REQUIREMENT:
Rescale the listing below by writing out all of it again, with every answer coordinate multiplied by 2.1 and rounded to a whole number, halves rounded up, and every other line kept unchanged. Leave the pictures out.

AVAILABLE RECORDS:
------------------------------------------------

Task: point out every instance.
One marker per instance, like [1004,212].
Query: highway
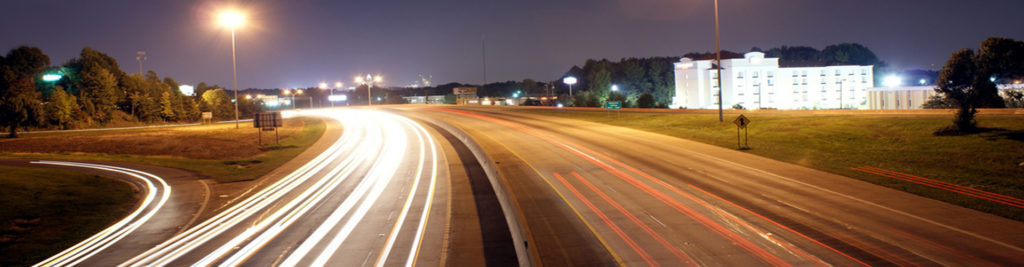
[594,194]
[376,196]
[155,193]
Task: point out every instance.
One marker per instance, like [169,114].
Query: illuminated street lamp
[569,81]
[51,77]
[718,61]
[233,19]
[369,81]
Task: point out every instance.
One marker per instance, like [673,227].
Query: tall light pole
[369,82]
[718,59]
[140,55]
[336,85]
[569,81]
[233,19]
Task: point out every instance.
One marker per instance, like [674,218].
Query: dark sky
[299,43]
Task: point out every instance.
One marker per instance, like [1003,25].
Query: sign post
[616,105]
[269,121]
[741,123]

------------------------------------------------

FINISHED TASK:
Task: point out every instance.
One marker per instance, like [1004,212].
Query: highway
[1247,407]
[790,412]
[326,405]
Task: point out every instance.
One marker per instance, like [169,114].
Query: illuminated street lamp
[1195,170]
[107,162]
[1508,128]
[489,40]
[775,170]
Task: point out every instance.
One marker per instance, like [673,227].
Query: tall light pole
[775,172]
[1508,124]
[294,116]
[706,179]
[1195,170]
[489,40]
Task: point out every instance.
One marker per instance, like [674,218].
Query: dark sky
[628,90]
Task: point out every instance.
One marker per instance, like [1003,25].
Query: sign post
[1294,221]
[565,254]
[1556,258]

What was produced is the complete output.